### [Reading passage]
This disclosure relates generally to fields of video technology, and more particularly to reuse of a search region in motion estimation of multiple target frames.
An encoder may perform motion estimation and encoding of a macroblock of a frame. The encoder may use a two window approach in which a search window of a prior frame and an additional search window of a later frame are used to perform motion estimation of the macroblock. The encoder may require additional bandwidth and additional memory to perform motion estimation using the two window approach. As a result, a size of a search window may be reduced. In addition, a loss of quality in the encoding may occur, resulting in a lower quality transmission or recording.
This summary is provided to comply with 37 C.F.R. §1.73, requesting a summary of the invention briefly indicating the nature and substance of the invention. It is submitted with the understanding that it will not be used to limit the scope or meaning of the claims.
Several methods and a system to reuse a search region in motion estimation of multiple target frames are disclosed.
In an exemplary embodiment, a method includes acquiring a search region of a reference frame. The method also includes maintaining the search region in a memory. The method also includes performing motion estimation of a macroblock of a target frame in a direction using a processor and the search region. In addition, the method includes reusing the search region maintained in the memory to perform motion estimation of an additional macroblock of an additional target frame in an additional direction.
In an exemplary embodiment, a system includes a motion estimation module to acquire a search region of a reference frame. In addition, the system includes a memory to maintain the search region. The system also includes a processor to perform motion estimation of a macroblock of a target frame in a direction using the search region. The system also includes the processor to reuse the search region maintained in the memory to perform motion estimation of an additional macroblock of an additional target frame in an additional direction.
In an exemplary embodiment, a method includes acquiring a search region of a reference frame. The method further includes maintaining the search region in a memory. The method also includes determining a motion estimation predictor using the reference frame. The motion estimation of the macroblock of the target frame utilizes the motion estimation predictor. In the embodiment, the reference frame and the target frame are adjacent frames.
In the embodiment, the method includes performing motion estimation of a macroblock of a target frame in a direction using a processor and the search region. At least two of the macroblock, an additional macroblock, and a separate macroblock are collocated. The method also includes reusing the search region maintained in the memory to perform motion estimation of the additional macroblock of an additional target frame in an additional direction. The method includes reusing the search region maintained in the memory to perform motion estimation of the separate macroblock of a separate target frame in a separate direction. In the embodiment, the direction of motion estimation, the additional direction of motion estimation, and the separate direction of motion estimation is forward. In addition, the target frame and the additional target frame are each B-frames, and the separate target frame is a P-frame.

Pointing data:
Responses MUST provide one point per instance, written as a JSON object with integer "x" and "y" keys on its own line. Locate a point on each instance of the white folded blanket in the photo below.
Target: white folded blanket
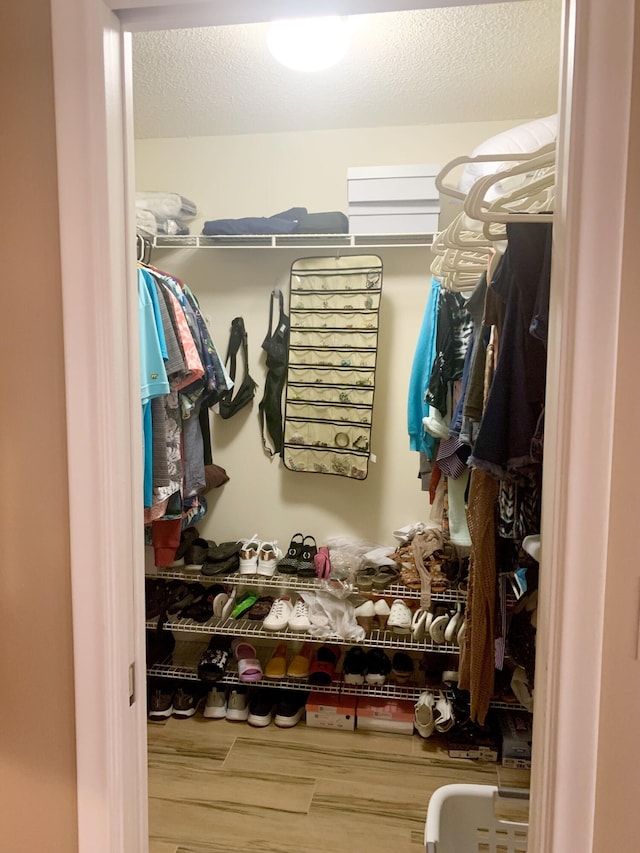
{"x": 146, "y": 221}
{"x": 166, "y": 204}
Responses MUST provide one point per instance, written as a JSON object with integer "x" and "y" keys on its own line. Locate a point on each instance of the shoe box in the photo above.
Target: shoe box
{"x": 482, "y": 744}
{"x": 331, "y": 711}
{"x": 516, "y": 739}
{"x": 385, "y": 715}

### [Given problem]
In the motion estimation text, what type of frame is the separate target frame? This data has nothing to do with the motion estimation text.

### [Response to this task]
A P-frame.